• **What is asked**: Report every line in the data below that contains the word "wheel", matching case exactly.

• **Information supplied**:
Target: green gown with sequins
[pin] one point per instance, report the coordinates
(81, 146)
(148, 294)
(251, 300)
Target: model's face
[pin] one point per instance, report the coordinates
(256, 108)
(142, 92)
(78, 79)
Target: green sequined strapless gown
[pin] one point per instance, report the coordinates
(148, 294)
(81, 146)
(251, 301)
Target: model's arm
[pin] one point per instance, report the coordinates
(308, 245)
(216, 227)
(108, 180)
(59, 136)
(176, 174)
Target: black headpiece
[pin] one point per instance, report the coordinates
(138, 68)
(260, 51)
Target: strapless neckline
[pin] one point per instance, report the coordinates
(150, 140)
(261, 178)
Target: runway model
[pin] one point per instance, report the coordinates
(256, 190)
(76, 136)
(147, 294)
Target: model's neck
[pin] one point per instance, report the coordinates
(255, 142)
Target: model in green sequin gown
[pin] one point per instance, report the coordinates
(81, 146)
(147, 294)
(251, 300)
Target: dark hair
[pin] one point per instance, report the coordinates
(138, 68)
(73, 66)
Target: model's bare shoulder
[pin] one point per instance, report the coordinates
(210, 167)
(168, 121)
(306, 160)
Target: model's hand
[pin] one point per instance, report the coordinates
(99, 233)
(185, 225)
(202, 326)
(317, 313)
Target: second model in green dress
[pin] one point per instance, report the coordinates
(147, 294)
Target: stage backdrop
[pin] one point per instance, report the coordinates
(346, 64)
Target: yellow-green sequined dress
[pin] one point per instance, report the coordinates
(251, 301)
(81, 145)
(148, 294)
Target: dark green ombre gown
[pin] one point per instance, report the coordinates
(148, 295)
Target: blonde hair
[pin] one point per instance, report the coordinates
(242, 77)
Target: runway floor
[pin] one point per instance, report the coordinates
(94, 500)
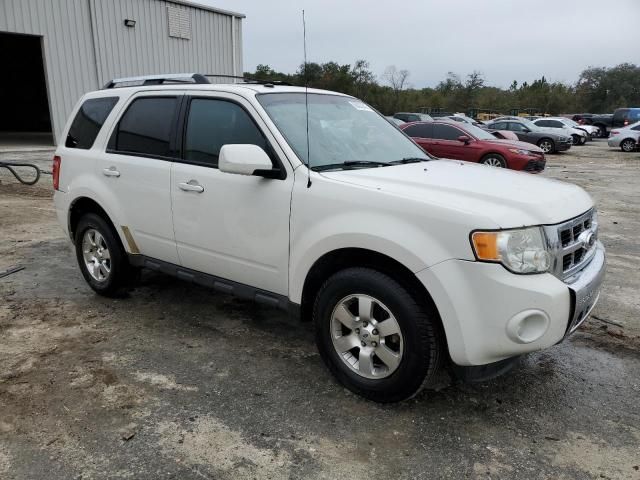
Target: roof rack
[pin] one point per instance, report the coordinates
(157, 80)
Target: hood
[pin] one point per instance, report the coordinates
(508, 198)
(515, 144)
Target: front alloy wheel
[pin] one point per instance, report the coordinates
(379, 339)
(366, 336)
(628, 145)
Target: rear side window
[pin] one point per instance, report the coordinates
(421, 131)
(88, 122)
(146, 127)
(213, 123)
(446, 132)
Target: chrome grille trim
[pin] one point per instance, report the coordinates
(569, 252)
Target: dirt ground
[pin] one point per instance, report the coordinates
(176, 381)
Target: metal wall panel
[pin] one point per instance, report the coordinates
(86, 43)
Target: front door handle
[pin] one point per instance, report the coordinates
(191, 186)
(110, 172)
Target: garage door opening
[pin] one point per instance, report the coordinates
(23, 92)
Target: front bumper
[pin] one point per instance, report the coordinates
(483, 307)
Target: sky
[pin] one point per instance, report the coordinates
(505, 40)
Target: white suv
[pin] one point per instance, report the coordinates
(403, 262)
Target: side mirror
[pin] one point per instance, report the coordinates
(246, 160)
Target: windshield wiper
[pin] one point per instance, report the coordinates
(350, 163)
(409, 160)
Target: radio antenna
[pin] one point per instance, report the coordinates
(306, 95)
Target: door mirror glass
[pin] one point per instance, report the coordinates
(246, 159)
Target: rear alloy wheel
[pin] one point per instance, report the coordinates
(374, 336)
(546, 145)
(494, 160)
(628, 145)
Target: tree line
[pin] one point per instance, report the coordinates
(597, 90)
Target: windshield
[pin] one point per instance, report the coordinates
(341, 129)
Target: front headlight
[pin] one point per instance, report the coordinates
(520, 251)
(520, 151)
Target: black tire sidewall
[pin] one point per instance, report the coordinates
(113, 284)
(420, 345)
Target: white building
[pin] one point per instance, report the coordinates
(53, 51)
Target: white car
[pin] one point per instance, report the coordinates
(578, 136)
(626, 138)
(316, 204)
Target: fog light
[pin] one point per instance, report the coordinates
(528, 326)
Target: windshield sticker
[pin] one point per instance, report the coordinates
(361, 106)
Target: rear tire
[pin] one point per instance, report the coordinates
(101, 257)
(547, 145)
(628, 145)
(494, 160)
(353, 311)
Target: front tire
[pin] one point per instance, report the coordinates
(494, 160)
(100, 255)
(374, 336)
(547, 145)
(628, 145)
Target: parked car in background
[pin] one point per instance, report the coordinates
(527, 131)
(503, 134)
(463, 141)
(579, 137)
(412, 117)
(463, 119)
(627, 138)
(395, 121)
(591, 130)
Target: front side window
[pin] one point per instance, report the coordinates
(88, 122)
(146, 127)
(419, 131)
(446, 132)
(212, 123)
(341, 129)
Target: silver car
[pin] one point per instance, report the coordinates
(627, 138)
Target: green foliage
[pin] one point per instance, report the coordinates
(598, 90)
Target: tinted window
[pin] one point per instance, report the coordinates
(422, 131)
(89, 121)
(446, 132)
(146, 127)
(214, 123)
(516, 127)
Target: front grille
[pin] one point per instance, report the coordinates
(535, 165)
(573, 250)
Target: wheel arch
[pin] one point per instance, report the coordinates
(342, 258)
(83, 205)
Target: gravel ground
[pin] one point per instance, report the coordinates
(176, 381)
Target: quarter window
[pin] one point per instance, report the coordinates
(146, 126)
(213, 123)
(446, 132)
(88, 122)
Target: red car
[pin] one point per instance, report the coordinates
(473, 144)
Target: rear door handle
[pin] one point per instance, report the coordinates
(110, 172)
(191, 186)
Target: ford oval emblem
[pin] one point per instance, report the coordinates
(587, 238)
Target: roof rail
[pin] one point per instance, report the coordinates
(157, 80)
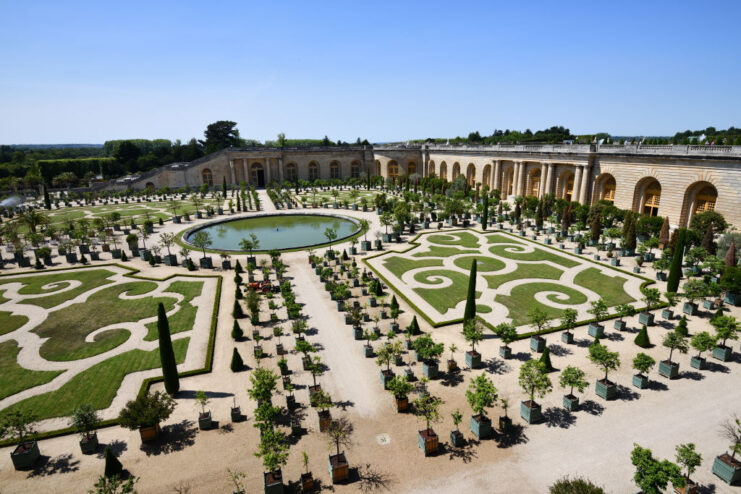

• **Solution**:
Target: front alloy wheel
Target: rear alloy wheel
Target: wheel arch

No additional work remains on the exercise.